:: WRITTEN REQUEST 1 ::
Check each statement against the message about statement_timeout and postgres_fdw, answering yes or no and quoting the words of the message that settle it. (a) The logs showed 34 seconds passing between starting to abort the transaction and learning that the foreign server was unreachable. (b) The reply treats connect_timeout as a property of the local server. (c) The reply says the connection made by PQcancel() need not honor connect_timeout.

Re: [HACKERS] statement_timeout is not working as expected with postgres_fdw - Mailing list pgsql-hackers

From Ashutosh Bapat
Subject Re: [HACKERS] statement_timeout is not working as expected with postgres_fdw
Date
Msg-id CAFjFpRe6uf3-nU-orTEAJ0_CKb3MMiPQ5AHJ_SwDguV7Sjs6Ww@mail.gmail.com
Whole thread Raw
In response to Re: [HACKERS] statement_timeout is not working as expected withpostgres_fdw  (Kyotaro HORIGUCHI <horiguchi.kyotaro@lab.ntt.co.jp>)
Responses Re: [HACKERS] statement_timeout is not working as expected withpostgres_fdw  (Kyotaro HORIGUCHI <horiguchi.kyotaro@lab.ntt.co.jp>)
List pgsql-hackers
On Tue, Apr 25, 2017 at 1:31 PM, Kyotaro HORIGUCHI
<horiguchi.kyotaro@lab.ntt.co.jp> wrote:
>>
>> The logs above show that 34 seconds elapsed between starting to abort
>> the transaction and knowing that the foreign server is unreachable. It
>> looks like it took that much time for the local server to realise that
>> the foreign server is not reachable. Looking at PQcancel code, it
>> seems to be trying to connect to the foreign server to cancel the
>> query. But somehow it doesn't seem to honor connect_timeout setting.
>> Is that expected?
>
> Yes, and No. I think PQcancel requires connection timeout, but I
> think it is not necessariry the same with that of a foreign
> server.

Since connect_timeout is property of foreign server, it should be
honored by any connection made to that server from local server
including the one by PQcancel().

:: GIVEN DATA ::

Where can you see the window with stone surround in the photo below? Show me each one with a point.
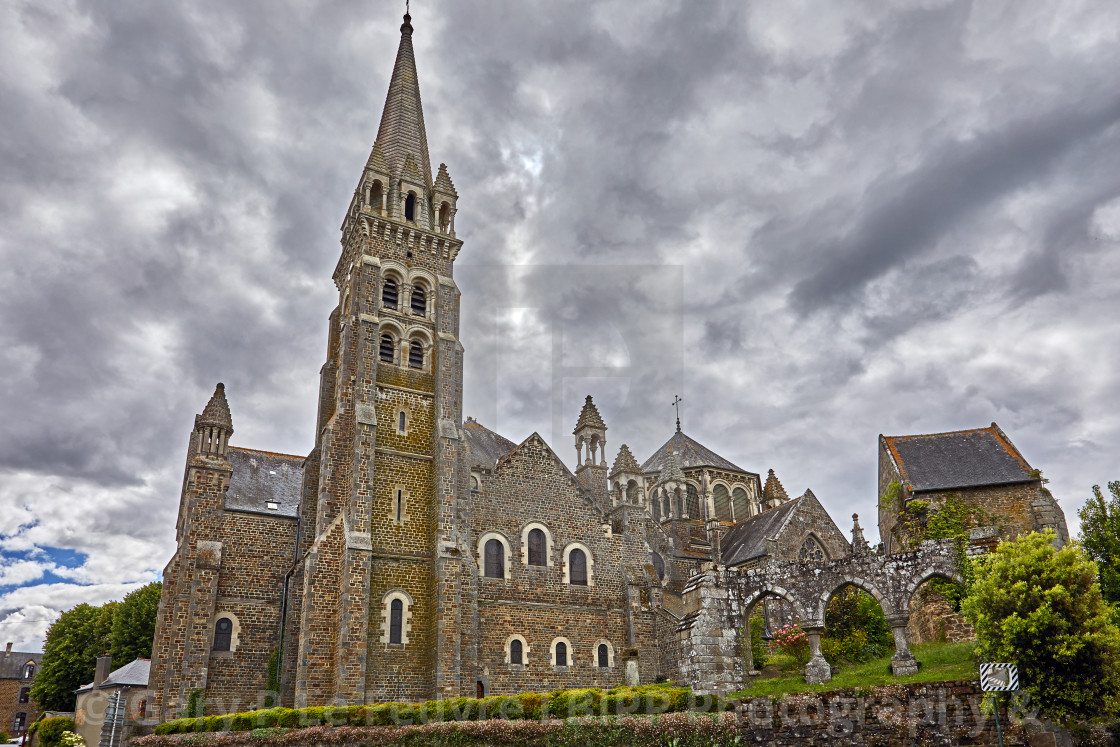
(604, 654)
(386, 348)
(578, 565)
(390, 293)
(395, 616)
(516, 651)
(561, 652)
(811, 551)
(223, 634)
(494, 556)
(535, 544)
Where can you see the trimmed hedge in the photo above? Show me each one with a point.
(680, 729)
(531, 706)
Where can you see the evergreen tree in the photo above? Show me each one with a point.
(134, 625)
(1042, 608)
(70, 655)
(1100, 537)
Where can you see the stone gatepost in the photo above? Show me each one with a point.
(710, 660)
(818, 670)
(903, 662)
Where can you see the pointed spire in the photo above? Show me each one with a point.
(589, 417)
(773, 491)
(217, 411)
(402, 132)
(625, 463)
(859, 545)
(444, 183)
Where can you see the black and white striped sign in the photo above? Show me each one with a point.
(998, 678)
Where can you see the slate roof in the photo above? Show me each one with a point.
(263, 476)
(963, 458)
(589, 417)
(11, 668)
(486, 447)
(689, 453)
(747, 539)
(133, 674)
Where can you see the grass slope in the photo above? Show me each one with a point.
(939, 662)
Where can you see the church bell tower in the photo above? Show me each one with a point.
(381, 486)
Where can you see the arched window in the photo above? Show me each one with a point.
(223, 634)
(537, 548)
(722, 500)
(811, 551)
(395, 621)
(739, 504)
(390, 293)
(416, 354)
(419, 301)
(693, 502)
(375, 194)
(577, 568)
(495, 560)
(385, 348)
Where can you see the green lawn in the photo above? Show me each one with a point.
(939, 661)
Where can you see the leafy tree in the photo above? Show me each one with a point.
(855, 627)
(70, 655)
(1100, 537)
(134, 625)
(1042, 608)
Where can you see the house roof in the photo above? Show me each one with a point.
(11, 666)
(486, 447)
(133, 674)
(747, 539)
(688, 453)
(260, 477)
(962, 458)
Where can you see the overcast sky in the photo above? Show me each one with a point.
(814, 222)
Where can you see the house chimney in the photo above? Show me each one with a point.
(103, 665)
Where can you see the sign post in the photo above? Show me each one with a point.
(999, 678)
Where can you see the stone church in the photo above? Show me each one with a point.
(414, 553)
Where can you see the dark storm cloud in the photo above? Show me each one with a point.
(817, 226)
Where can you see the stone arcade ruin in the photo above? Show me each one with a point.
(719, 601)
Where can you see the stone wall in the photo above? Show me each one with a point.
(932, 618)
(938, 713)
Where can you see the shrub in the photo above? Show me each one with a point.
(50, 730)
(793, 642)
(1042, 608)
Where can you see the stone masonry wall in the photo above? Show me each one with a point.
(532, 485)
(257, 552)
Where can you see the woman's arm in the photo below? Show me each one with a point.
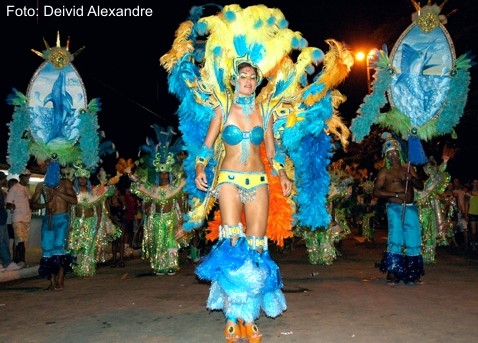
(211, 136)
(271, 152)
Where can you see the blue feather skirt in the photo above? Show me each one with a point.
(244, 282)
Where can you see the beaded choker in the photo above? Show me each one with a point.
(247, 102)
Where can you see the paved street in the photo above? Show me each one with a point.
(347, 301)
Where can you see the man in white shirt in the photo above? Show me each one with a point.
(18, 200)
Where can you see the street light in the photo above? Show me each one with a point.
(360, 56)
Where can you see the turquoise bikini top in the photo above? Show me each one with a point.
(232, 135)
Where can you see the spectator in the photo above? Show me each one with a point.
(18, 200)
(5, 256)
(472, 213)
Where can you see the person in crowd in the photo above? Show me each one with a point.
(116, 210)
(5, 256)
(471, 210)
(396, 183)
(56, 195)
(18, 200)
(163, 204)
(459, 192)
(129, 216)
(11, 180)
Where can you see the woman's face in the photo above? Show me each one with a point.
(247, 81)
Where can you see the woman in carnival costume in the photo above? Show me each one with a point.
(431, 208)
(91, 226)
(237, 144)
(163, 202)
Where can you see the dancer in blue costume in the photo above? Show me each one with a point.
(239, 147)
(397, 183)
(244, 277)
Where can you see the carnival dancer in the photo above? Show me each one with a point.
(435, 228)
(163, 203)
(56, 195)
(238, 143)
(91, 227)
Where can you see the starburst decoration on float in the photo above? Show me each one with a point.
(58, 56)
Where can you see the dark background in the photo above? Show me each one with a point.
(120, 63)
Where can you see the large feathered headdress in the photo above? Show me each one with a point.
(297, 95)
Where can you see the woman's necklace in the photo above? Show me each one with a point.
(246, 102)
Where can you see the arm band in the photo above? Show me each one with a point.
(277, 165)
(204, 155)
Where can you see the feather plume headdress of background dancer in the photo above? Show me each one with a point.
(298, 96)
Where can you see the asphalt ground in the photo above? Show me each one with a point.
(347, 301)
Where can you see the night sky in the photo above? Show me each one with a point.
(120, 63)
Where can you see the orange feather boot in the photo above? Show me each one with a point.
(232, 332)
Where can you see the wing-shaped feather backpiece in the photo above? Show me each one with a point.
(297, 95)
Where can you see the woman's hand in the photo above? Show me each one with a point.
(286, 184)
(201, 179)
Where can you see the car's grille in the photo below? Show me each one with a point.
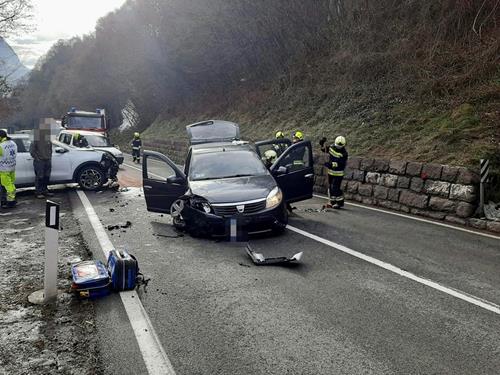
(249, 208)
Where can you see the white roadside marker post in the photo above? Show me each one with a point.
(485, 170)
(49, 292)
(51, 249)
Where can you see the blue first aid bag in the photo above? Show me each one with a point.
(123, 269)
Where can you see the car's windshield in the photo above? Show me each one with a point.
(84, 122)
(213, 165)
(97, 140)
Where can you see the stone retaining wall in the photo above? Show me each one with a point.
(437, 191)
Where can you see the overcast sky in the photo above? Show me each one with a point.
(59, 19)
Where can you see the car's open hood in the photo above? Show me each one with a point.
(233, 190)
(212, 131)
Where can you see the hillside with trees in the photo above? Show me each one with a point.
(418, 79)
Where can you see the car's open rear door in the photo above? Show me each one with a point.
(162, 180)
(294, 172)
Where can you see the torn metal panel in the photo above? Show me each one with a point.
(260, 259)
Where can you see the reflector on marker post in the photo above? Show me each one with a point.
(51, 249)
(484, 172)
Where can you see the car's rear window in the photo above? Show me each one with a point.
(227, 164)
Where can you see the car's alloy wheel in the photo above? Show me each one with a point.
(90, 178)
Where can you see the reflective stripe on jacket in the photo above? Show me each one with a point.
(338, 161)
(8, 152)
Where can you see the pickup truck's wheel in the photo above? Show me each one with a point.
(90, 178)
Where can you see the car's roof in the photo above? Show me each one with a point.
(221, 147)
(85, 113)
(82, 132)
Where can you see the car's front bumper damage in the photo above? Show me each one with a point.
(260, 260)
(208, 224)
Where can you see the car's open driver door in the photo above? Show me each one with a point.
(162, 180)
(294, 172)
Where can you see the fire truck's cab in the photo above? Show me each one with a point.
(82, 120)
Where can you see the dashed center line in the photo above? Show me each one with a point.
(389, 267)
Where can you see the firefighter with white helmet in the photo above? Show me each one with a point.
(335, 169)
(136, 148)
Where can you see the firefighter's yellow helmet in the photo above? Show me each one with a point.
(298, 135)
(270, 155)
(340, 141)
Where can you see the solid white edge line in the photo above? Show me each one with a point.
(389, 267)
(153, 354)
(140, 170)
(416, 218)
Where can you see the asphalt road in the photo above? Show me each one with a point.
(217, 313)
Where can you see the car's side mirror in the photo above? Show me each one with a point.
(177, 180)
(282, 170)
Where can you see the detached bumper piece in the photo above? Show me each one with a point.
(260, 260)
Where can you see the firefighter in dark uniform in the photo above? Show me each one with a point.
(136, 148)
(335, 168)
(280, 147)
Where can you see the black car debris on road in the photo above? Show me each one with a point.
(225, 181)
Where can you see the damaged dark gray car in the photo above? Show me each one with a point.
(225, 181)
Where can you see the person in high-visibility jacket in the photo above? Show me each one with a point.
(8, 153)
(335, 169)
(136, 148)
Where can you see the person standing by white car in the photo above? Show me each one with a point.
(41, 151)
(8, 152)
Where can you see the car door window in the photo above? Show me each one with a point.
(21, 146)
(158, 169)
(297, 159)
(65, 138)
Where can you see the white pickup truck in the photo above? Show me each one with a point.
(85, 166)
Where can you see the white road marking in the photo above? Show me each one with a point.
(154, 355)
(149, 173)
(416, 218)
(389, 267)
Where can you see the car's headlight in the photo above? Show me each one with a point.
(274, 198)
(202, 205)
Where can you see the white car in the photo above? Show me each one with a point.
(87, 167)
(96, 140)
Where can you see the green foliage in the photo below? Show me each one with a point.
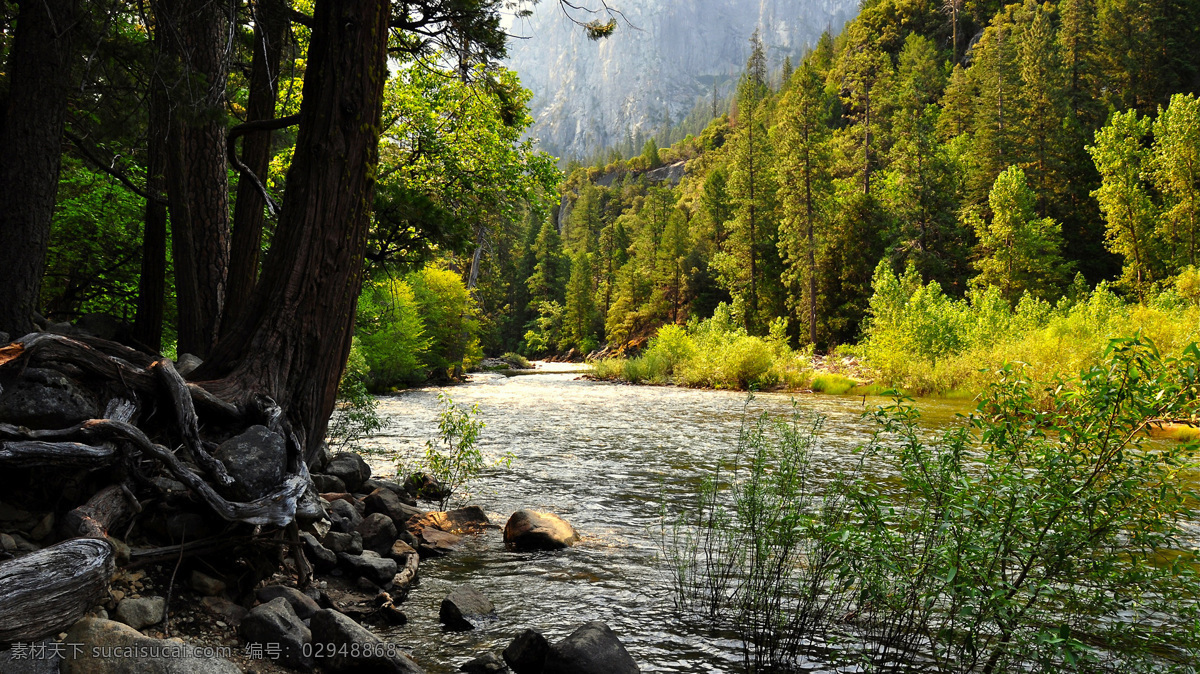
(357, 415)
(1044, 534)
(455, 458)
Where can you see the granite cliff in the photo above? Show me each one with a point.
(589, 95)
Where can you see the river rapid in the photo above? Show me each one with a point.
(606, 457)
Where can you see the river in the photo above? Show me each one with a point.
(605, 457)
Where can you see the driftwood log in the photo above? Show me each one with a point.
(46, 591)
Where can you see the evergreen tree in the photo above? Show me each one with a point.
(1019, 252)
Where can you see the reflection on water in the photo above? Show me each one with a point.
(605, 457)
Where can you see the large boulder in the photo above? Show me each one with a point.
(348, 648)
(592, 649)
(141, 612)
(112, 648)
(276, 623)
(532, 530)
(45, 398)
(527, 653)
(301, 603)
(466, 608)
(379, 570)
(256, 461)
(385, 501)
(349, 468)
(378, 533)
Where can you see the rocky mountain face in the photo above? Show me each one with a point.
(654, 68)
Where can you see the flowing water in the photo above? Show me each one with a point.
(606, 457)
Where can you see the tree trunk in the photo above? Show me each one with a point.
(30, 151)
(195, 42)
(153, 281)
(270, 26)
(294, 339)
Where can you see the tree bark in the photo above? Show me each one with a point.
(270, 26)
(30, 152)
(195, 42)
(294, 339)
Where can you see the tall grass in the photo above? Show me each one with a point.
(924, 342)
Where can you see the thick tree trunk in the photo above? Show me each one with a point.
(30, 150)
(294, 339)
(153, 281)
(196, 43)
(270, 26)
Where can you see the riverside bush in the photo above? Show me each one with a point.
(1032, 537)
(924, 342)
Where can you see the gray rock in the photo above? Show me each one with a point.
(592, 649)
(301, 603)
(187, 363)
(141, 612)
(373, 655)
(276, 623)
(349, 468)
(255, 459)
(322, 558)
(527, 653)
(11, 663)
(379, 570)
(531, 530)
(385, 501)
(486, 663)
(378, 533)
(340, 542)
(328, 483)
(113, 648)
(45, 398)
(205, 584)
(345, 516)
(466, 608)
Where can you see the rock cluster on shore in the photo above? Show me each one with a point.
(365, 553)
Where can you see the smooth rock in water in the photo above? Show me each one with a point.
(373, 655)
(301, 603)
(187, 363)
(370, 565)
(45, 398)
(11, 663)
(276, 623)
(141, 612)
(592, 649)
(124, 650)
(486, 663)
(205, 584)
(349, 468)
(322, 558)
(436, 542)
(531, 530)
(466, 608)
(527, 653)
(225, 609)
(385, 501)
(327, 483)
(378, 533)
(345, 516)
(341, 542)
(255, 459)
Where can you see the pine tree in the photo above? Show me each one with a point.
(1019, 252)
(802, 139)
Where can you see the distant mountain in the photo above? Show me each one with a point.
(649, 74)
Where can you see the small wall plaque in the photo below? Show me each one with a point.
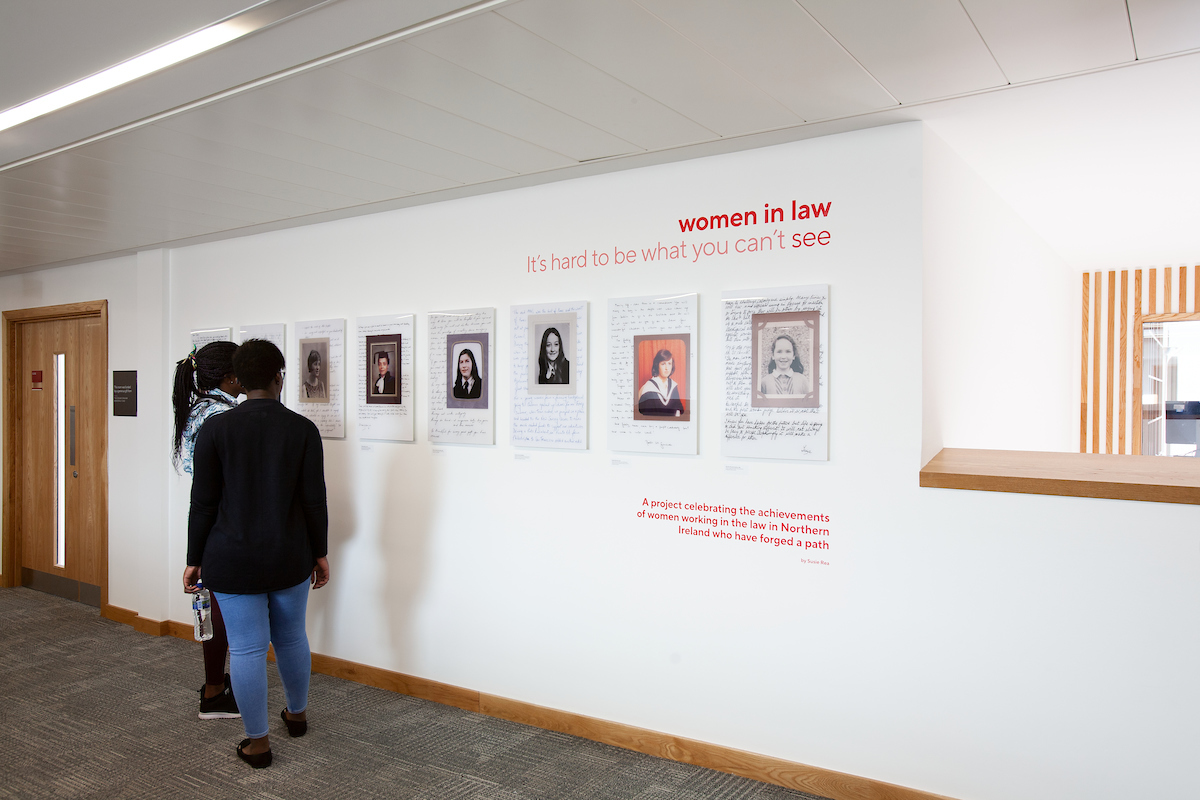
(125, 392)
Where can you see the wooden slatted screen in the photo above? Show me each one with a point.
(1110, 382)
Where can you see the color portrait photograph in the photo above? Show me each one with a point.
(467, 371)
(313, 371)
(552, 354)
(785, 347)
(660, 377)
(382, 368)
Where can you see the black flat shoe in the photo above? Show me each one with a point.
(297, 728)
(258, 761)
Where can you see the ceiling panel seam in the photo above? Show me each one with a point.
(1133, 36)
(534, 100)
(475, 157)
(987, 46)
(719, 60)
(390, 132)
(460, 116)
(153, 173)
(623, 83)
(412, 30)
(849, 54)
(315, 167)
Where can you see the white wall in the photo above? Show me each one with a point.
(971, 644)
(1001, 320)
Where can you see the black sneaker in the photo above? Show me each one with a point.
(222, 707)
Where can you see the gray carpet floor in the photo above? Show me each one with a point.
(90, 708)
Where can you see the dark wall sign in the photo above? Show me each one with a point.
(125, 392)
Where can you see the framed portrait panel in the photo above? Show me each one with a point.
(319, 374)
(382, 370)
(460, 376)
(777, 373)
(786, 372)
(660, 372)
(467, 371)
(552, 359)
(313, 371)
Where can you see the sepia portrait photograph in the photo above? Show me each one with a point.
(383, 368)
(551, 354)
(660, 374)
(467, 371)
(785, 349)
(313, 371)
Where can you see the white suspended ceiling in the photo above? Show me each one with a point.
(283, 127)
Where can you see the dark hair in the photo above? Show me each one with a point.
(196, 378)
(474, 370)
(659, 358)
(796, 355)
(543, 361)
(256, 364)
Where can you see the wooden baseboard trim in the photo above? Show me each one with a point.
(135, 620)
(814, 780)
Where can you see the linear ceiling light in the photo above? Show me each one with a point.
(207, 38)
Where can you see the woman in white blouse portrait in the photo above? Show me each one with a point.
(660, 395)
(785, 373)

:: WRITTEN REQUEST 2 ::
Copy out every line of the entries above that contains the string "sign".

:: SOLUTION 1 ::
(a) Yes: "34 seconds elapsed between starting to abort"
(b) No: "Since connect_timeout is property of foreign server"
(c) No: "including the one by PQcancel()."

:: SOLUTION 2 ::
Where can you see the black and white striped sign in the photo above? Show me each one with a point.
Where can you see the sign post in the photo above? Show me each one with a point.
Where can you see the dark wall sign in the photo above? Show me each one with a point.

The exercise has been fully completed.